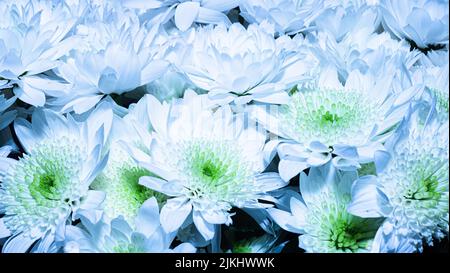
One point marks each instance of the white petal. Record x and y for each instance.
(174, 213)
(215, 216)
(171, 188)
(18, 244)
(206, 229)
(147, 219)
(30, 95)
(345, 151)
(4, 232)
(185, 248)
(154, 70)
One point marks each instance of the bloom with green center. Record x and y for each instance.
(435, 78)
(411, 192)
(321, 216)
(331, 122)
(42, 189)
(118, 235)
(207, 160)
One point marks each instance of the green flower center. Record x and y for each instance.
(214, 169)
(350, 233)
(209, 169)
(441, 100)
(329, 118)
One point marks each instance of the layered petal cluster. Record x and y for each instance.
(117, 236)
(185, 12)
(320, 214)
(119, 55)
(288, 16)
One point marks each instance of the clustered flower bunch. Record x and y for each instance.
(223, 125)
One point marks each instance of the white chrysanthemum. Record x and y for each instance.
(40, 191)
(288, 16)
(6, 117)
(411, 192)
(239, 64)
(117, 236)
(425, 22)
(120, 177)
(208, 161)
(321, 216)
(333, 122)
(33, 36)
(184, 12)
(118, 55)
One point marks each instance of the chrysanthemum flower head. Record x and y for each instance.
(332, 122)
(120, 177)
(208, 161)
(6, 117)
(118, 236)
(288, 16)
(33, 37)
(42, 189)
(412, 191)
(321, 216)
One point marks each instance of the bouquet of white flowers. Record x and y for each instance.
(216, 126)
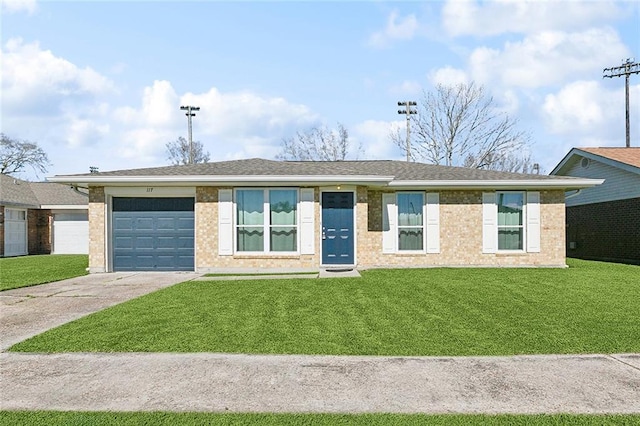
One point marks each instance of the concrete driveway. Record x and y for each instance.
(25, 312)
(283, 383)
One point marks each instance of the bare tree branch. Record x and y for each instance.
(178, 152)
(460, 126)
(15, 155)
(319, 144)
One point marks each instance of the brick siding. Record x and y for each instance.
(97, 223)
(460, 235)
(608, 231)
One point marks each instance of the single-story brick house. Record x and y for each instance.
(271, 215)
(603, 223)
(42, 218)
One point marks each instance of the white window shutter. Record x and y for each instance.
(307, 221)
(433, 222)
(225, 222)
(533, 222)
(489, 223)
(389, 220)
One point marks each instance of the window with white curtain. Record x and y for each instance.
(266, 220)
(510, 220)
(410, 221)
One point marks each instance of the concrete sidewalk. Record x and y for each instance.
(282, 383)
(261, 383)
(27, 311)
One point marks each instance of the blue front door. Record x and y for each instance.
(337, 228)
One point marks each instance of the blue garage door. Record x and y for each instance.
(153, 234)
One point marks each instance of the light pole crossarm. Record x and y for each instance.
(190, 114)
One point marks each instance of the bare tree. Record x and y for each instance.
(178, 152)
(509, 162)
(15, 155)
(461, 126)
(319, 144)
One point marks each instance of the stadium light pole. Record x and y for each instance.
(408, 111)
(190, 114)
(627, 68)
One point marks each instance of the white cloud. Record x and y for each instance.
(14, 6)
(406, 88)
(397, 28)
(230, 125)
(491, 18)
(34, 80)
(448, 76)
(375, 139)
(588, 113)
(547, 58)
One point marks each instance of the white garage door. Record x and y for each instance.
(15, 232)
(70, 233)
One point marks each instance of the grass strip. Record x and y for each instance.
(25, 271)
(590, 307)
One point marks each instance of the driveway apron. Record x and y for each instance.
(27, 311)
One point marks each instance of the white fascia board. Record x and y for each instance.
(499, 184)
(220, 180)
(65, 206)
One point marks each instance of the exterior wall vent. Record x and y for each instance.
(584, 163)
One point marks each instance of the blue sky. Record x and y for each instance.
(101, 83)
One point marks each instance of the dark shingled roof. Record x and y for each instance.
(34, 194)
(399, 170)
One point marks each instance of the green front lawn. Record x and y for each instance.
(43, 418)
(16, 272)
(591, 307)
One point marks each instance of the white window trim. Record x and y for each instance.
(266, 226)
(523, 226)
(430, 223)
(424, 224)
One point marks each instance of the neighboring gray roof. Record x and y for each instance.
(399, 170)
(36, 194)
(17, 192)
(624, 158)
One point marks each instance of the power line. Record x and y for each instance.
(189, 114)
(627, 68)
(408, 111)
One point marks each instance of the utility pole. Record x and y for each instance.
(408, 111)
(189, 114)
(627, 68)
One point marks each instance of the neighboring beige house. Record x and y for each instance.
(603, 223)
(271, 215)
(42, 218)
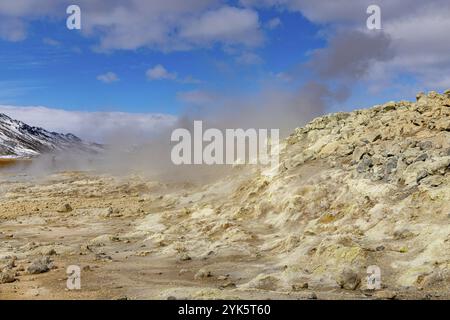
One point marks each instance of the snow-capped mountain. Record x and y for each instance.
(17, 140)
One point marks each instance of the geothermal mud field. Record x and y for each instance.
(353, 190)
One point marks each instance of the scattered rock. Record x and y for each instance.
(348, 279)
(202, 273)
(40, 265)
(385, 295)
(7, 277)
(65, 208)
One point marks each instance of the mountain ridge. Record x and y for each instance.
(20, 140)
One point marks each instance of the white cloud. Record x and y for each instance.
(92, 126)
(12, 29)
(159, 72)
(51, 42)
(108, 77)
(249, 58)
(273, 23)
(228, 25)
(196, 97)
(161, 25)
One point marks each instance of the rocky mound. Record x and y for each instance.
(369, 187)
(353, 190)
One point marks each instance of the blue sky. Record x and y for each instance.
(145, 57)
(57, 67)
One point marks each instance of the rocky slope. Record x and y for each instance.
(20, 140)
(369, 187)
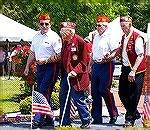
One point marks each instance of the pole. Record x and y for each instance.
(66, 101)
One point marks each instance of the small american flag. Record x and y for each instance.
(40, 104)
(146, 111)
(73, 110)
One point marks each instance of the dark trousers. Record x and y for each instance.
(79, 100)
(100, 87)
(47, 75)
(130, 92)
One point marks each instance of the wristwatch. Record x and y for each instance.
(46, 61)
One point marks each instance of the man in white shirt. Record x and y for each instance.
(46, 51)
(103, 52)
(132, 54)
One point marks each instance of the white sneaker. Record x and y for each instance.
(11, 78)
(3, 78)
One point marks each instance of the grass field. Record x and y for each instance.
(9, 89)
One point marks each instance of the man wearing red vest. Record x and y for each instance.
(103, 52)
(73, 65)
(132, 54)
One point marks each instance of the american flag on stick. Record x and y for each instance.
(40, 104)
(146, 111)
(73, 110)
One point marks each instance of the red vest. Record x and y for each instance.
(74, 57)
(131, 54)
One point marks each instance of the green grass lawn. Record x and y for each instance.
(9, 89)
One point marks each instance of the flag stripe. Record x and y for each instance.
(146, 109)
(73, 110)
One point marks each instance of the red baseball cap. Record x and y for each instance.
(102, 19)
(44, 17)
(68, 25)
(125, 19)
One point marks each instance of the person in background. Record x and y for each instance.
(102, 67)
(46, 51)
(2, 62)
(132, 53)
(74, 66)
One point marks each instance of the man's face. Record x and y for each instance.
(66, 33)
(125, 26)
(44, 25)
(101, 28)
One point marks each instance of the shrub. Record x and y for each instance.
(25, 105)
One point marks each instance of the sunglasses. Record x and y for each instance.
(99, 25)
(46, 24)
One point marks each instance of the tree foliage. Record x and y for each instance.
(82, 12)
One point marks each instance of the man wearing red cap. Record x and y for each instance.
(74, 66)
(132, 53)
(46, 51)
(103, 52)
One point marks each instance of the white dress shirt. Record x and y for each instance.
(103, 44)
(139, 48)
(44, 45)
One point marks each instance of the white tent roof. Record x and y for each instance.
(14, 31)
(117, 32)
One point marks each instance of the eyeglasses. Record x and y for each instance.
(99, 25)
(46, 24)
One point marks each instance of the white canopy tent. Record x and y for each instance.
(13, 31)
(116, 31)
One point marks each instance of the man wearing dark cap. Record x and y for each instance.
(103, 52)
(46, 52)
(73, 65)
(132, 54)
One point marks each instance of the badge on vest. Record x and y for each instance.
(74, 57)
(73, 47)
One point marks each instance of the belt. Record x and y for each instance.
(98, 62)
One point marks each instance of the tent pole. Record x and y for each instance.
(8, 59)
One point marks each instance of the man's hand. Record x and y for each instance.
(72, 74)
(131, 76)
(26, 71)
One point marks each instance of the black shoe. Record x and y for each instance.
(36, 125)
(137, 116)
(113, 120)
(87, 125)
(128, 124)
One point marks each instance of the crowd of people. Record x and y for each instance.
(88, 65)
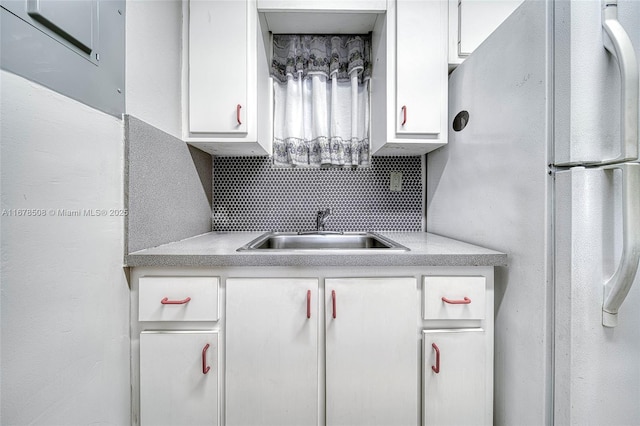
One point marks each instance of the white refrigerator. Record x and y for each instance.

.....

EXERCISE DESCRIPTION >> The line containing "One point marks each instance of the man's hand." and every line after it, through the end of the records, are what you should retype exactly. Do not include the pictures.

WRITTEN ANSWER >>
One point marks each instance of the man's hand. Record x and y for each instance.
(72, 74)
(131, 76)
(26, 71)
One point marks each instance of the black shoe. Record x and y for each instance.
(36, 125)
(137, 116)
(113, 120)
(87, 125)
(128, 124)
One point marks each instance of the crowd of people. Record x and y for each instance.
(88, 65)
One point marks each instance of the white refrigerator. Record x and y for each instance.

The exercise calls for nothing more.